* _What is required_
Render the entries below as a two-column CSV with the headers entry and answer, one row per entry, putting each entry's text and its answer in its own quoted field with line breaks replaced by spaces. Leave the pictures out.

(Extracted records)

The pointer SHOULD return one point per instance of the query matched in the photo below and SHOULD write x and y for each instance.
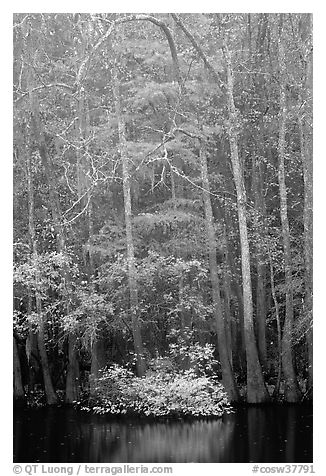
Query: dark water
(273, 434)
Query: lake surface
(270, 434)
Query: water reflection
(281, 434)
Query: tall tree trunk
(256, 388)
(292, 391)
(132, 276)
(278, 327)
(31, 347)
(260, 264)
(222, 336)
(51, 397)
(19, 394)
(306, 144)
(72, 380)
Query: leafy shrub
(160, 393)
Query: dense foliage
(162, 206)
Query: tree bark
(222, 335)
(132, 274)
(306, 145)
(260, 264)
(256, 388)
(292, 391)
(72, 390)
(19, 394)
(50, 395)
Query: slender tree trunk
(72, 381)
(278, 327)
(51, 397)
(306, 144)
(256, 388)
(31, 347)
(19, 394)
(132, 276)
(292, 391)
(222, 336)
(260, 265)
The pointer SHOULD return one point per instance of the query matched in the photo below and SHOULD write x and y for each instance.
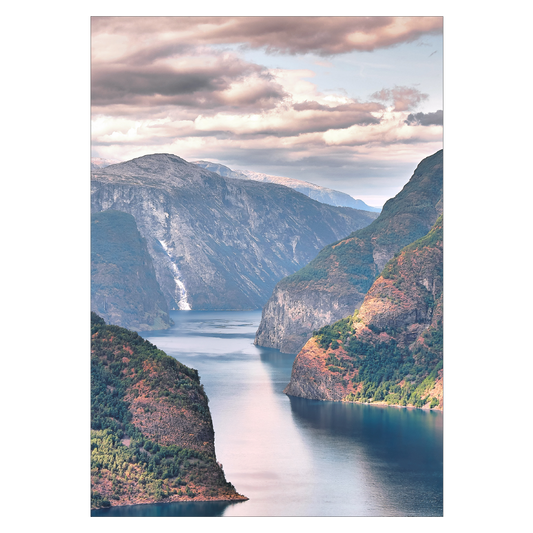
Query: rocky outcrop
(123, 288)
(335, 283)
(218, 243)
(390, 350)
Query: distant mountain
(123, 286)
(321, 194)
(390, 351)
(216, 242)
(100, 162)
(151, 432)
(335, 283)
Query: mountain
(123, 286)
(151, 432)
(100, 162)
(390, 351)
(316, 192)
(215, 242)
(335, 283)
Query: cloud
(288, 35)
(403, 98)
(426, 119)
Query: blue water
(295, 457)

* _Result for this task_
entry,answer
"The pointer SHOULD return one point per instance of the query matched in the photo below and SHOULD write x and y for each instance. Query: dark water","(273, 434)"
"Query: lake surface","(270, 434)"
"Query: water reflection","(281, 434)"
"Query: tall tree trunk","(256, 388) (292, 391) (132, 276) (278, 327) (31, 347) (260, 264) (222, 336) (51, 397) (19, 394) (306, 144) (72, 380)"
"Query: leafy shrub","(160, 393)"
"Query: dense foliage","(162, 206)"
"Query: tree bark","(222, 335) (132, 274) (306, 145) (260, 264) (256, 388) (292, 391) (72, 390) (19, 394) (50, 395)"
"Query: slender tree trunk","(72, 381) (278, 327) (51, 397) (306, 144) (256, 388) (31, 347) (19, 394) (132, 276) (292, 391) (222, 336) (260, 265)"
"The pointer SHOULD return one point per instance of the query matched in the photo below and SHOULD write x and y for each instance. Query: rocky outcrop","(123, 288) (335, 283) (218, 243) (390, 350)"
"Query: distant mountain","(123, 286) (321, 194) (390, 351) (216, 242) (100, 162) (151, 432) (335, 283)"
"Query: mountain","(123, 286) (151, 432) (100, 162) (390, 351) (316, 192) (215, 242) (335, 283)"
"Query: cloud","(288, 35) (403, 98) (426, 119)"
"Query: blue water","(295, 457)"